## START SUPPLIED TEXT

4.3. Verification of Support Vector Machines

Support Vector Machines [Boser1992] (or SVMs) are a popular type of Machine Learning models, alongside Neural Networks. As such, their verification is of paramount importance. There exists an abstract-based interpretation, SAVer, to check local robustness properties [1]. However, practitioners may be interested in testing more advanced properties for SVMs, fully leveraging the expressiveness of CAISAR specification language. The following example details how to proceed.

4.3.1. What is a Support Vector Machine?

An SVM is a classifier which we briefly describe here for completeness. Given an input vector x, it outputs a vector SVM(x) whose dimension is the number of classes; the class cl chosen by the SVM is the one that maximises SVM(x)[cl].

Let us first consider a binary classifier task (i.e., with two classes \(cl_1\) and \(cl_2\)) over an input space of dimension d. Each class \(cl\) is associated with k(cl) support vectors \(S_{cl,1},\dots,S_{cl,k(cl)}\) (vectors of dimension d). Furthermore, each support vector \(S_{cl,j}\) is associated with a dual coefficient \(c^{cl'}_{cl,j}\) (a scalar) and the pair of classes \((cl_1,cl_2)\) is associated with an intercept \(i_{cl_1,cl_2}\) (also a scalar). Given a monotonically-increasing and possibly non-linear function \(f\) from reals to reals, the SVM classifies input x as \(cl_1\) iff

\(i_{cl_1,cl_2} \ +\ \sum_{j \in \{1,\dots,k(cl_1)\}}\ (c^{cl_2}_{cl_1,j} * f(x \otimes S_{cl_1,j})) \ -\ \sum_{j \in \{1,\dots,k(cl_2)\}}\ (c^{cl_1}_{cl_2,j} * f(x \otimes S_{cl_2,j}))\)

## END SUPPLIED TEXT
## START PROVIDED ENTRIES

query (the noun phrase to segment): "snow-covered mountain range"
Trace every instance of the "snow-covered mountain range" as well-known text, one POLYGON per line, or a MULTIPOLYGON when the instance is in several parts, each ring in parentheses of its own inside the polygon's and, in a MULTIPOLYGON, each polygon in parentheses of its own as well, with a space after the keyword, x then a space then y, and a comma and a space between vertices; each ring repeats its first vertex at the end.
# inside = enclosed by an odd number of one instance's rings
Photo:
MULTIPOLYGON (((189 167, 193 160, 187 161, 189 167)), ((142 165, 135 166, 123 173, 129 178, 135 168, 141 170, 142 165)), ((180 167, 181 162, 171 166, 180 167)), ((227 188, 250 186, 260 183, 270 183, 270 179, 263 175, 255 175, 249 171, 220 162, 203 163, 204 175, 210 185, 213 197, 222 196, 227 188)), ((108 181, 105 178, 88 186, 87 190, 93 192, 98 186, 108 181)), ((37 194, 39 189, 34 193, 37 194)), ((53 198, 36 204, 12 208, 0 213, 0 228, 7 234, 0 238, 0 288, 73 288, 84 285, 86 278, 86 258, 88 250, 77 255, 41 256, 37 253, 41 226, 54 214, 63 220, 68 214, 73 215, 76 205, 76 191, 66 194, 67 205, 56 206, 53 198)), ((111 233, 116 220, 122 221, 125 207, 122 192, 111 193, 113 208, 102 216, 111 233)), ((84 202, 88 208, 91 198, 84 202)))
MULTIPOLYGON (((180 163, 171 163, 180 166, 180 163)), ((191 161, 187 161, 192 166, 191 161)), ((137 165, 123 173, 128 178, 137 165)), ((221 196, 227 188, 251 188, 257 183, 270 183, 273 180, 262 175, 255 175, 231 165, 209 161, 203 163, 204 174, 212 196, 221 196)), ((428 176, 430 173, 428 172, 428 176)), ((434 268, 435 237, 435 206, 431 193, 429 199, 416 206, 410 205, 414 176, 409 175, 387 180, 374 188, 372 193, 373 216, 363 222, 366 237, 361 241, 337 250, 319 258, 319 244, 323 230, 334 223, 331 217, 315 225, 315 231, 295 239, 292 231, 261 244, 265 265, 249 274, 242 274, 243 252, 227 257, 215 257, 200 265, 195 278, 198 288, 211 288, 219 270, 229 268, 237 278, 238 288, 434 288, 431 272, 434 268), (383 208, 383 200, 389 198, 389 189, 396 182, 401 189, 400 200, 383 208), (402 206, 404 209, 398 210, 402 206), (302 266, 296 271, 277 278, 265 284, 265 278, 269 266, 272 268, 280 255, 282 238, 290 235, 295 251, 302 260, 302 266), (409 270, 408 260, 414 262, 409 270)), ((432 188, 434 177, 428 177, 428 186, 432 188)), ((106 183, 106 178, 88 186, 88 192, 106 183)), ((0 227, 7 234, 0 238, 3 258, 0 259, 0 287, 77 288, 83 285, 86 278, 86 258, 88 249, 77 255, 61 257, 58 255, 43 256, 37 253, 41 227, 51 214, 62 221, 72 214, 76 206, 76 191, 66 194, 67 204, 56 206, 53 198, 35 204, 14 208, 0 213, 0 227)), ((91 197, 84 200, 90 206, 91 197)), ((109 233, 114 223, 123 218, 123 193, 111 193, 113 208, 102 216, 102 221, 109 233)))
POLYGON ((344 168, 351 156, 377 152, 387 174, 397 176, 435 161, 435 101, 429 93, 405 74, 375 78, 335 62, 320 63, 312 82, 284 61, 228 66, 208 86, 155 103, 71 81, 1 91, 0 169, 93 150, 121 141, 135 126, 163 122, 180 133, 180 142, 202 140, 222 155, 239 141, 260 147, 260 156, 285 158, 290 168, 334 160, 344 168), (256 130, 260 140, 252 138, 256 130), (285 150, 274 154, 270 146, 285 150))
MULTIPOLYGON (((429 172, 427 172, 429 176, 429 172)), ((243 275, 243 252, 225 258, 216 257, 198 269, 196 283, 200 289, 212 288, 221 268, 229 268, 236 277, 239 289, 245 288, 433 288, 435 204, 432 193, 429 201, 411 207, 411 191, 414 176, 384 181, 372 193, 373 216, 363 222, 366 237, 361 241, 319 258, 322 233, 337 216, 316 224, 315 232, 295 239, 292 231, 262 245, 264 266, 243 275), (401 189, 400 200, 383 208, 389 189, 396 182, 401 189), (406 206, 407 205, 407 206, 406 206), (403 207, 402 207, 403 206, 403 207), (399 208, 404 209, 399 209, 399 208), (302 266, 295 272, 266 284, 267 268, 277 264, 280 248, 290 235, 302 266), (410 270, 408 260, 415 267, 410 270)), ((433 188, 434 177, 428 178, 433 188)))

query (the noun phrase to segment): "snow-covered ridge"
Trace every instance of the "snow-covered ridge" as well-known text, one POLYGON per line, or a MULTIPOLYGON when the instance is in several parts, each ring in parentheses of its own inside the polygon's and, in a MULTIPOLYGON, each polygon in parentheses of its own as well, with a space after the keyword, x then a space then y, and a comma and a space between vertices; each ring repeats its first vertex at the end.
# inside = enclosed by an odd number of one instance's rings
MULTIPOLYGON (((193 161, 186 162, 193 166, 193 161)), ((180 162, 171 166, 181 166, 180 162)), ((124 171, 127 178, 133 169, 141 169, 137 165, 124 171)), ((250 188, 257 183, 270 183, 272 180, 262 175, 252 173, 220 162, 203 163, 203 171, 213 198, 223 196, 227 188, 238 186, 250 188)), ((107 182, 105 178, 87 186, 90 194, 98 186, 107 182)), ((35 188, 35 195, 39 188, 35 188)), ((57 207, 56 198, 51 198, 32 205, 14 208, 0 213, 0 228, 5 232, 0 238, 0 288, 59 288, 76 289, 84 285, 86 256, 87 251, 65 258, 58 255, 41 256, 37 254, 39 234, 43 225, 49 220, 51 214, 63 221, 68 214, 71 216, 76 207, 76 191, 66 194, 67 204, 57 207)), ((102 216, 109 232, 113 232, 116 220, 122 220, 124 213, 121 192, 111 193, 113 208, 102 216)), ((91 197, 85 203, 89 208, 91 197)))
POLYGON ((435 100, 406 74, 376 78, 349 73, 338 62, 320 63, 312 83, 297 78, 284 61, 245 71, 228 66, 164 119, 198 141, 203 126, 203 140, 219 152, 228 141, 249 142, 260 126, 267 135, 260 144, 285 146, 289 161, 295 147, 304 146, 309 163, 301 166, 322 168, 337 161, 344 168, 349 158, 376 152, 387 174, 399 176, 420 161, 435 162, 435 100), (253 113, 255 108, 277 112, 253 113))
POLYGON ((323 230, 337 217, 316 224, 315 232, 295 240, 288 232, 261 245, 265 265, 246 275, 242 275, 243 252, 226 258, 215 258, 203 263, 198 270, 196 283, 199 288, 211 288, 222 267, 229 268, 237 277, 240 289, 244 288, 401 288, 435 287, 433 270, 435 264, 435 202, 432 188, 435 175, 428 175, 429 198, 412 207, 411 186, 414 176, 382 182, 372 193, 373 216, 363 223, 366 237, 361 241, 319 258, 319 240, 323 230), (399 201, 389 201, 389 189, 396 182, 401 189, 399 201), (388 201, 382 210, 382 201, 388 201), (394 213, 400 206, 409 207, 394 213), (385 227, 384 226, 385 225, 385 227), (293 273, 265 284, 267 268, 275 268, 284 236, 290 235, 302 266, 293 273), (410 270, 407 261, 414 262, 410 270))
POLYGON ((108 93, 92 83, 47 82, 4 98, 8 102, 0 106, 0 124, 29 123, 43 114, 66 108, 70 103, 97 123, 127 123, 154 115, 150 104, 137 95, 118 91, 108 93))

## END PROVIDED ENTRIES

◆ REQUIRED WORK
1) Scale the part of the rows that opens with their first line and closes with the line containing "MULTIPOLYGON (((189 167, 193", both ends included. Write out only those lines, requests included, multiplying every vertex coordinate in the answers by 0.65 and rounding to whole numbers, with halves rounded up.
2) Pick up the text on verifying support vector machines after its last line and continue it.

◆ RESPONSE LIST
1)
query (the noun phrase to segment): "snow-covered mountain range"
Trace every instance of the "snow-covered mountain range" as well-known text, one POLYGON per line, or a MULTIPOLYGON when the instance is in several parts, each ring in parentheses of its own inside the polygon's and, in a MULTIPOLYGON, each polygon in parentheses of its own as well, with a space after the keyword, x then a space then y, and a comma and a space between vertices; each ring repeats its first vertex at the end.
# inside = enclosed by an odd number of one instance's rings
Photo:
MULTIPOLYGON (((123 109, 125 104, 122 105, 123 109)), ((92 107, 88 108, 80 112, 84 116, 88 109, 92 111, 92 107)), ((117 109, 118 105, 111 108, 117 109)), ((148 122, 163 121, 169 119, 176 119, 176 116, 171 114, 166 114, 162 111, 143 105, 132 106, 133 114, 137 120, 138 128, 144 127, 148 122)), ((70 118, 68 116, 57 121, 57 124, 60 125, 64 121, 70 118)), ((24 126, 25 123, 22 125, 24 126)), ((34 129, 23 133, 8 135, 0 138, 0 148, 5 152, 0 155, 0 187, 47 187, 55 185, 56 181, 56 168, 57 163, 50 166, 27 166, 24 164, 27 147, 35 139, 41 143, 44 139, 47 140, 49 133, 49 124, 43 126, 44 133, 36 134, 34 129)), ((72 151, 75 143, 79 144, 81 135, 79 125, 72 125, 73 135, 66 140, 72 151)), ((55 131, 57 135, 59 129, 55 131)))

2)
is positive and \(cl_2\) if it is negative (the probability that it equals zero is negligeable). In this formula, \(\otimes\) is the dot product.

In a nutshell, this equation can be interpreted as follows: \(x \otimes S_{cl_1,j}\) is the distance between the input and the support vector; a (possibly non-linear) function is applied to it; the result is multiplied by a scalar which indicates how important the support vector is for this classification; the sums of these values are computed and a bias (\(i_{cl_1,cl_2}\)) is added; the class whose sum is greatest is the result of the classification.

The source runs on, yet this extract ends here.